(Stored data)
::::

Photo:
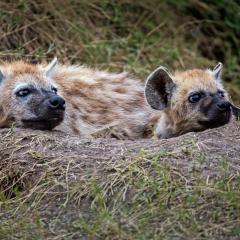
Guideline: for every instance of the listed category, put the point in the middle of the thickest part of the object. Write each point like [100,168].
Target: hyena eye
[194,97]
[23,92]
[54,90]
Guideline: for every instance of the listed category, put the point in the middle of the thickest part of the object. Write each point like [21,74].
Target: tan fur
[95,99]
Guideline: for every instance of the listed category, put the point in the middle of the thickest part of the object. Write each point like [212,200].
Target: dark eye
[23,92]
[221,93]
[194,97]
[54,90]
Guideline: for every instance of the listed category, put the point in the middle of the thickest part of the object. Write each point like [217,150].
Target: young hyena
[79,100]
[192,100]
[74,99]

::::

INSTRUCTIONS FOR THE TASK ▸
Nothing outside the span should appear: transcribe the lines from the one containing "Target: hyena eye" through the last line of the records.

COMPLETED EXERCISE ▸
Target: hyena eye
[194,97]
[23,92]
[54,90]
Guideline: for every instance of the listed category, put the point in the middle of the thickest part of the object. Write each point like [21,74].
Target: tan fur
[95,99]
Guideline: for every instance of the listed category, put the point in the middle of the thickest part of the object. Write each point like [212,200].
Target: dark eye
[23,92]
[221,93]
[194,97]
[54,90]
Guideline: for every instance of the listed category, put the point in the middle of the thickest part of the object. Write each point like [217,150].
Target: young hyena
[79,100]
[192,100]
[74,99]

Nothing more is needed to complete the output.